WRITTEN EXERCISE: Filter the records below down to the lines that contain the string "Query", copying each such line unchanged.
[start of STORED DATA]
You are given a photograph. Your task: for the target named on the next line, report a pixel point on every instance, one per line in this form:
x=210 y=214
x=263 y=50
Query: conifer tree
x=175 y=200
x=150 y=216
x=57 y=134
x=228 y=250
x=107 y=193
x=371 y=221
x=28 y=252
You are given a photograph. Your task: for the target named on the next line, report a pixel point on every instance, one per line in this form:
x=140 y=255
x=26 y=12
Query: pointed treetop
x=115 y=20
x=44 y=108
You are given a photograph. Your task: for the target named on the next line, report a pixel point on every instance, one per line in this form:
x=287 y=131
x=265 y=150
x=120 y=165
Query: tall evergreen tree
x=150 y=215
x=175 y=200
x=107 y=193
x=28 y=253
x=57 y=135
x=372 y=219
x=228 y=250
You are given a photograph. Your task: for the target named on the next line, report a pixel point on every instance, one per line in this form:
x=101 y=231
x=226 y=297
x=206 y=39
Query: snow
[end of STORED DATA]
[start of STORED DATA]
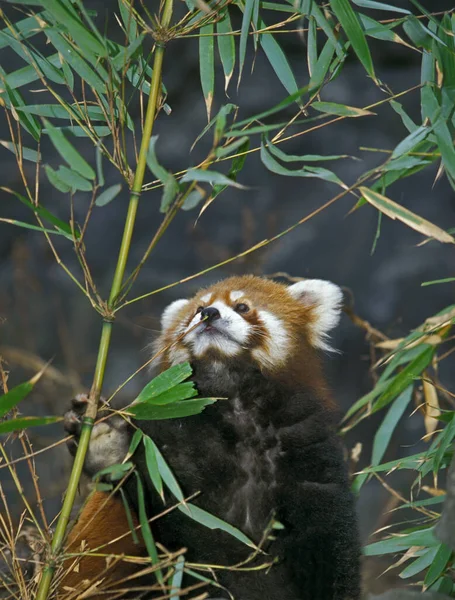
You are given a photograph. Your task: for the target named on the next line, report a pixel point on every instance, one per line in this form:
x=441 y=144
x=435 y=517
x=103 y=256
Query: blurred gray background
[end of STORED DATA]
[start of STORED DATA]
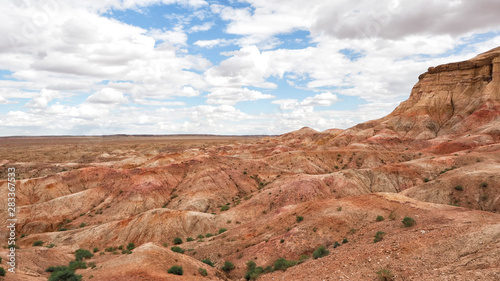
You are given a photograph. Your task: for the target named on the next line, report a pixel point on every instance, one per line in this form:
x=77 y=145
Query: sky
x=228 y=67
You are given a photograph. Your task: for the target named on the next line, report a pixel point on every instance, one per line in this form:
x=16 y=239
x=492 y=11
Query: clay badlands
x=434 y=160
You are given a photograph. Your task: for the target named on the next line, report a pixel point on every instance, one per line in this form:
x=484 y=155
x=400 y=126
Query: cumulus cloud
[end of STORED DATA]
COMPLETED TASK:
Query: conifer tree
Query: pointed treetop
Query: tall evergreen tree
Query: snow
Query: blurred gray background
Query: sky
Query: clay badlands
Query: cumulus cloud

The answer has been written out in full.